_Page extract_.
# Question about honey



## rweakley (Jul 2, 2004)

I believe that 1 frame a week won't set them back too bad. Make sure they are capped brood which will be the best bang for the buck to the receiving hive (new bees, no work).


----------



## jrose1970 (Apr 1, 2014)

I'm not an expert, but here's what I think. I would leave at least two frames of brood in the other hives. If you took one frame from each hive every time they go to three that would give you a lot of frames for the one hive. Be sure not to get the queen from the little hives!! I know, because I did that trying to strengthen a weak hive from a stronger one. LOL. As soon as you harvest, I would let the smaller ones gain as much strength as possible before winter.


----------



## Arlindi (May 17, 2013)

Thank you for the help so far! Any more replies or opinions are greatly appreciated. When I move the frames, I assume I can leave all the attached bees along with them? Or should I shake the frames first?

_Required tasks_.
- a) Name every user who posted in the honey thread.
- b) Extend the honey thread with a reply that picks up after Arlindi's last post.

_Supplied information_.
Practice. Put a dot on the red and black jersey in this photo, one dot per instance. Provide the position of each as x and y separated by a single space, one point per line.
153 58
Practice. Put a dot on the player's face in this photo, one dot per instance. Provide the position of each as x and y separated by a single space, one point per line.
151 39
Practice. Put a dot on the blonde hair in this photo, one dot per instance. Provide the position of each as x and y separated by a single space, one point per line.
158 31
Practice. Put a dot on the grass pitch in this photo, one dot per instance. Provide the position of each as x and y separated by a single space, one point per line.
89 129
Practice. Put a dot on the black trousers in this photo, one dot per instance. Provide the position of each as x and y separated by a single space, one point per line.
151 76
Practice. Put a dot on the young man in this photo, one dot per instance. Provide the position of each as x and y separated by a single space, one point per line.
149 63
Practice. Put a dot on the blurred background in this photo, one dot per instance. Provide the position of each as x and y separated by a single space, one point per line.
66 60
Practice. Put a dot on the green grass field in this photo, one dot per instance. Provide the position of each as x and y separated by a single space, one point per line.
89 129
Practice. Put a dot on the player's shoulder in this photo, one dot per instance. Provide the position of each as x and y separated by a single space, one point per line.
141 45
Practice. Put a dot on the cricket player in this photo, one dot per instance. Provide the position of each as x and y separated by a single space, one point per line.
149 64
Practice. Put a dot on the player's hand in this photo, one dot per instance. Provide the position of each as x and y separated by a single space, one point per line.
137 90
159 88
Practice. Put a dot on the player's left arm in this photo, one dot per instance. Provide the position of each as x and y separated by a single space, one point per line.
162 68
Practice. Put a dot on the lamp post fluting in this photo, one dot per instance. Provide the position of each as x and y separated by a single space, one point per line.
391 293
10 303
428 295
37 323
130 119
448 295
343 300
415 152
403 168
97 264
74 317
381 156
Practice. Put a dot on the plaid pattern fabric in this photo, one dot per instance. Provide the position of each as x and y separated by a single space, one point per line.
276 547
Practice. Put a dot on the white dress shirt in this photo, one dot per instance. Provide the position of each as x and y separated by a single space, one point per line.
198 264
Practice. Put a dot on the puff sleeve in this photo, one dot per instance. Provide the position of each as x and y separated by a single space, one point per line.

_Answer set_.
- a) rweakley, jrose1970, Arlindi

- b)
----------



## jrose1970 (Apr 1, 2014)

I think it would depend on how weak it would leave the small hive. I wouldn't weaken it too much, but If the small hive still has two frames of open brood, you could take all of the attached bees to the big hive. I just hate raking them with a brush. When you leave the bees attached, there is a bigger chance of moving the queen like I did.  LOL. I bet your big hive will get really strong really fast. The flow is coming up quick!
Poplars are blooming on the Georgia-Tennessee border and I'm not really ready. arg.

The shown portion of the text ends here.